Work instructions:
Only the pictures are to be left out, and the rest of the entries should be reproduced exactly.

(Stored data entries)
▼

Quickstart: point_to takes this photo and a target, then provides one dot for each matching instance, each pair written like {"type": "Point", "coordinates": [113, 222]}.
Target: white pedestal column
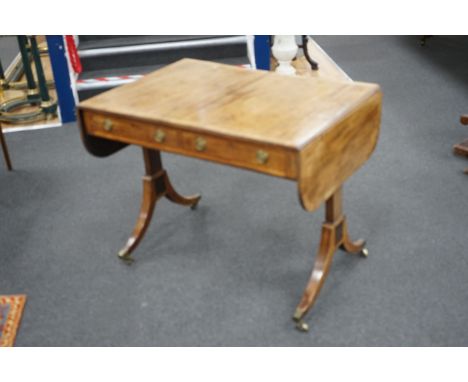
{"type": "Point", "coordinates": [284, 50]}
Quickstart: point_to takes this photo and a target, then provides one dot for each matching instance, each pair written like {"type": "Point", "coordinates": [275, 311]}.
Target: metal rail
{"type": "Point", "coordinates": [162, 46]}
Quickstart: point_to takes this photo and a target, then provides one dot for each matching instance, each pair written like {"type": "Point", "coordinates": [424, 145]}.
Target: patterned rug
{"type": "Point", "coordinates": [11, 309]}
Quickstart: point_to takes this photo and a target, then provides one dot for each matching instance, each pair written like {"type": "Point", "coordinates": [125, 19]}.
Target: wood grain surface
{"type": "Point", "coordinates": [229, 101]}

▲

Output below:
Quickstart: point_to takes this photo and a target, then provides one dot for each matching instance, each pair written like {"type": "Point", "coordinates": [113, 222]}.
Target: white pedestal column
{"type": "Point", "coordinates": [284, 50]}
Quickstart: point_to takes this photo and a target, then provides one dot for each matching instance, each pair written like {"type": "Point", "coordinates": [275, 311]}.
Target: metal rail
{"type": "Point", "coordinates": [162, 46]}
Quickstart: point_to takes this photo and a target, then provides one dot for each matching instance, each pair written like {"type": "Point", "coordinates": [424, 145]}.
Target: patterned rug
{"type": "Point", "coordinates": [11, 309]}
Quickstart: point_to takes this photo and a target, then provides one dot for each matching instance, each pair written like {"type": "Point", "coordinates": [125, 19]}.
Target: wood grain surface
{"type": "Point", "coordinates": [229, 101]}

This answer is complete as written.